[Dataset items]
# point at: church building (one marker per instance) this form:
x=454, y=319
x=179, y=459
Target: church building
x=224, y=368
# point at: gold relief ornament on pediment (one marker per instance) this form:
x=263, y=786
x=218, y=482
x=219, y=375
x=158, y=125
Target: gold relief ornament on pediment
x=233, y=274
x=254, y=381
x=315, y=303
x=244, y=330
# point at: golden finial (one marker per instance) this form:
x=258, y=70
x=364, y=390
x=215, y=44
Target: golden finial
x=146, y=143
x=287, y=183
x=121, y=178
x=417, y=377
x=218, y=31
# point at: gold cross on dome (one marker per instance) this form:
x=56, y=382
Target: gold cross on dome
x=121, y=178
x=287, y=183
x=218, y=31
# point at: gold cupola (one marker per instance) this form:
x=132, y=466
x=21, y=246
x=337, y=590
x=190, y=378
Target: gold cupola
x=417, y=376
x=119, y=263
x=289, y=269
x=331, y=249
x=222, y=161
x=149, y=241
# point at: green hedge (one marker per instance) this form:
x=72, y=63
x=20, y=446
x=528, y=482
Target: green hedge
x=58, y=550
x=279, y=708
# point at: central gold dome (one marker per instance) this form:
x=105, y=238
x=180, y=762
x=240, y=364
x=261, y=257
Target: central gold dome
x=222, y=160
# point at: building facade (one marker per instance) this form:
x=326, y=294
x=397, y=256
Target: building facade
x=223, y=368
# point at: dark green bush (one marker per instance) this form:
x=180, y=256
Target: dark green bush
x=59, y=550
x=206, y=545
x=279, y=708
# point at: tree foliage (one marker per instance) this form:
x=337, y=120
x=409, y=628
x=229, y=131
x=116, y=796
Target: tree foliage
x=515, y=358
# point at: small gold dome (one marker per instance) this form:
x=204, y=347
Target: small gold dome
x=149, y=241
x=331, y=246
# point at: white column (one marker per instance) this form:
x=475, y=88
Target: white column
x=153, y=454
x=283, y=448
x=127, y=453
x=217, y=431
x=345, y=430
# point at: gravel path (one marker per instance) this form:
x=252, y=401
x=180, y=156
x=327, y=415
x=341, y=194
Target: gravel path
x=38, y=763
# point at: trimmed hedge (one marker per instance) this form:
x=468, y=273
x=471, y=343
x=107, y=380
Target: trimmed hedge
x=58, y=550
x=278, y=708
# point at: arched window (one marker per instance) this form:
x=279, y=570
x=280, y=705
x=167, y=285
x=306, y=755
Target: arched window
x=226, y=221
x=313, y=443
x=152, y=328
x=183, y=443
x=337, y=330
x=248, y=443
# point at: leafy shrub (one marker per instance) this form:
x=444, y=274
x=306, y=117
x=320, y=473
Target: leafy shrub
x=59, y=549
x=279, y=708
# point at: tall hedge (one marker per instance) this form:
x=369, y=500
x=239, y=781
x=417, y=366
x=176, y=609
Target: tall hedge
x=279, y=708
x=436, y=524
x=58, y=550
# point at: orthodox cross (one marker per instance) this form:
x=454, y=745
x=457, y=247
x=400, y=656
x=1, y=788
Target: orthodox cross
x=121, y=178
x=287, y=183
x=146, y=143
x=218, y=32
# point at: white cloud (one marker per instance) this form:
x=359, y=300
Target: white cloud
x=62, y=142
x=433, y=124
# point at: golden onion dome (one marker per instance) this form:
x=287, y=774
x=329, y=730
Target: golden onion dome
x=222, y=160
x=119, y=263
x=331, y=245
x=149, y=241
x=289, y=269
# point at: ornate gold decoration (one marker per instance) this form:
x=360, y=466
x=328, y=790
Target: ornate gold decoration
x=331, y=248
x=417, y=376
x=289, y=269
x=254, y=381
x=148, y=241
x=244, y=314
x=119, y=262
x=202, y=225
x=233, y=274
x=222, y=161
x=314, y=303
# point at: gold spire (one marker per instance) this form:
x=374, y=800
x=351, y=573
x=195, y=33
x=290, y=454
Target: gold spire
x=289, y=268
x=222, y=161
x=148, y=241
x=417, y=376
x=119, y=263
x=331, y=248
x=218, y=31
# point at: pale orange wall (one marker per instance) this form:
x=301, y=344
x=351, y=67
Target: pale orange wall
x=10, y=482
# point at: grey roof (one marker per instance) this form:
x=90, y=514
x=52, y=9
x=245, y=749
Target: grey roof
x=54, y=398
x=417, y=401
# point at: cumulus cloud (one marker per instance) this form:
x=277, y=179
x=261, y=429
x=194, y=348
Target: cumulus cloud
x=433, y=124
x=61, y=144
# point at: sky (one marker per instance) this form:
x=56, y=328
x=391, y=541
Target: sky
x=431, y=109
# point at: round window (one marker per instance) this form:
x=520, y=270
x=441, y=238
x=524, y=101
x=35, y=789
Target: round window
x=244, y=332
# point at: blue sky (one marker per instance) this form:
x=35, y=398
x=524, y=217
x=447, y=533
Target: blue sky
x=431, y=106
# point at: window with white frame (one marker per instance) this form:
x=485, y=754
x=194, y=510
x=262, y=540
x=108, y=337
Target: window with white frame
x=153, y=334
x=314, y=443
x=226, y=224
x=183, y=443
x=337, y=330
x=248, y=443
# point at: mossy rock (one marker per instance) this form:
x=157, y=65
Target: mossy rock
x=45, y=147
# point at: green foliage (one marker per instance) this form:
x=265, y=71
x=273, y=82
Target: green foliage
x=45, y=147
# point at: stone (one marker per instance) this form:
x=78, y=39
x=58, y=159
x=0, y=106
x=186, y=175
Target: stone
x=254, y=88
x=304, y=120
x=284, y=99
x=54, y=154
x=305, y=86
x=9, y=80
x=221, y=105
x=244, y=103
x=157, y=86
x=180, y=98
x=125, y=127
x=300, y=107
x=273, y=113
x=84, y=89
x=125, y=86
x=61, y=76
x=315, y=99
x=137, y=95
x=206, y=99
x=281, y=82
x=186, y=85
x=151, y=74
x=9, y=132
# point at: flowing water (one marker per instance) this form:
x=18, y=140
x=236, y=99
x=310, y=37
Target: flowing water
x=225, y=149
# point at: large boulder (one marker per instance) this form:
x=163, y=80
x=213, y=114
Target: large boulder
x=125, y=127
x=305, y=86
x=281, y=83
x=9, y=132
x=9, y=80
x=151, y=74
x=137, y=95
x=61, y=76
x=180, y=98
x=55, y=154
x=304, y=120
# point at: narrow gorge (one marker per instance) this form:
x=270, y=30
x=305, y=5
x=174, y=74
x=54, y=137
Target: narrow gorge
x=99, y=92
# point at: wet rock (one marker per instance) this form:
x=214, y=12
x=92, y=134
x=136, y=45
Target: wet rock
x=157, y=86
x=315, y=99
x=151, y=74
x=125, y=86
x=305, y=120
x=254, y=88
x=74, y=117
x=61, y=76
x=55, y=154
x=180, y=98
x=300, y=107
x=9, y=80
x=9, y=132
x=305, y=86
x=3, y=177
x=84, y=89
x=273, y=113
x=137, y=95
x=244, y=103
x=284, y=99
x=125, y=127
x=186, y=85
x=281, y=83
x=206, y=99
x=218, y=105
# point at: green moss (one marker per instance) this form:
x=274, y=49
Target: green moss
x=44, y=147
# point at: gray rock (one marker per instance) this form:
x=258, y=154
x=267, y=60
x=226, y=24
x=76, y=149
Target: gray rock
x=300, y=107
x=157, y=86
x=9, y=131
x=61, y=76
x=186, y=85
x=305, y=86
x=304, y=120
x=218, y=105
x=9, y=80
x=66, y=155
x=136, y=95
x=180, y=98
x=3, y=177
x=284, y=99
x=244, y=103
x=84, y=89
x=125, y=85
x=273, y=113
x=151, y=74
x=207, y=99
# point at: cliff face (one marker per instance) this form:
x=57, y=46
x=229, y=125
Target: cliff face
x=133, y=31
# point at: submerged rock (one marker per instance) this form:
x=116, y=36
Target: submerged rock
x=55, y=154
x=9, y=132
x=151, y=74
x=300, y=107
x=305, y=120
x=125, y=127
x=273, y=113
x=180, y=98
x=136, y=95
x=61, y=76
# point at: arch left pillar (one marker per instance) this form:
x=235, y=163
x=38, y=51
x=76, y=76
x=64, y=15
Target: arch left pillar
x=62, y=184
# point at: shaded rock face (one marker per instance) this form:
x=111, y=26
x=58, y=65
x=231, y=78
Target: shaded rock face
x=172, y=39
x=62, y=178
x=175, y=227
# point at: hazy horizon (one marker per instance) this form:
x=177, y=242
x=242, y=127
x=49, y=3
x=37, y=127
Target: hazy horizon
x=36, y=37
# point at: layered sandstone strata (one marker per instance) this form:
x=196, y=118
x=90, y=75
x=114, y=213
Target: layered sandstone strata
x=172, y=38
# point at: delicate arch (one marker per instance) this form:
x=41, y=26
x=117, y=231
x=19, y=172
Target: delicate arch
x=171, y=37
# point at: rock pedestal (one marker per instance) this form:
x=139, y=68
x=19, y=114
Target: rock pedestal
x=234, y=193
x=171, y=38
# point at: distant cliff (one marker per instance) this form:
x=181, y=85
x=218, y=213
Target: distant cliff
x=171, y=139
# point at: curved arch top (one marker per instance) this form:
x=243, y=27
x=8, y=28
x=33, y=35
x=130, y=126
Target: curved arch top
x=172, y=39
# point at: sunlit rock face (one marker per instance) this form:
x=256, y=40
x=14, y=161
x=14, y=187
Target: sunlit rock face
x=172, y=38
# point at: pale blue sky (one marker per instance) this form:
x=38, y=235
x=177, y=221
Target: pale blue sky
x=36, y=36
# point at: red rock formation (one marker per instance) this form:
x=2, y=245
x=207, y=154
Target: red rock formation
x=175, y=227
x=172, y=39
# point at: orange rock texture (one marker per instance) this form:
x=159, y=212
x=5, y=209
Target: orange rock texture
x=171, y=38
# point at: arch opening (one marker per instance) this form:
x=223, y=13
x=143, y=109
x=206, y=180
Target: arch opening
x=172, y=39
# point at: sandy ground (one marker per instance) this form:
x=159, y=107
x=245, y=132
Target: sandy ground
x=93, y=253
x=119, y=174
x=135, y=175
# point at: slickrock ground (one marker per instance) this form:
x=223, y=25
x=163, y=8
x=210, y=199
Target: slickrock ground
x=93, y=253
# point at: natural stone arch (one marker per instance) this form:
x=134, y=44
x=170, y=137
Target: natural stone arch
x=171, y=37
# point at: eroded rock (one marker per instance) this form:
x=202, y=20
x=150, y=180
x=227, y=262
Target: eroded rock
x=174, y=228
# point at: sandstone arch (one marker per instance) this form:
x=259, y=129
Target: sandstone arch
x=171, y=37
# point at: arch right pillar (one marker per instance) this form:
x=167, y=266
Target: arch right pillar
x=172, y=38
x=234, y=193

* _Assignment_:
All that belongs in the answer is the run of lines above from the line containing "x=92, y=134" through the line containing "x=116, y=36", exactly as written.

* _Solved problem_:
x=92, y=134
x=136, y=45
Target: wet rock
x=157, y=86
x=315, y=99
x=151, y=74
x=125, y=86
x=305, y=120
x=254, y=88
x=74, y=117
x=61, y=76
x=55, y=154
x=180, y=98
x=300, y=107
x=9, y=80
x=9, y=132
x=305, y=86
x=3, y=177
x=84, y=89
x=273, y=113
x=137, y=95
x=244, y=103
x=284, y=99
x=125, y=127
x=186, y=85
x=281, y=83
x=206, y=99
x=218, y=105
# point at: green moss (one marker per instance) this form:
x=274, y=49
Target: green moss
x=44, y=147
# point at: gray rock (one marker per instance) this form:
x=258, y=154
x=267, y=60
x=226, y=24
x=76, y=149
Target: gray rock
x=300, y=107
x=157, y=86
x=9, y=131
x=61, y=76
x=186, y=85
x=305, y=86
x=304, y=120
x=218, y=105
x=9, y=80
x=66, y=155
x=136, y=95
x=180, y=98
x=3, y=177
x=284, y=99
x=244, y=103
x=84, y=89
x=125, y=85
x=273, y=113
x=151, y=74
x=207, y=99
# point at: cliff face (one marker per instance) this form:
x=57, y=46
x=229, y=125
Target: cliff face
x=133, y=31
# point at: submerged rock (one marker per instance) this form:
x=116, y=36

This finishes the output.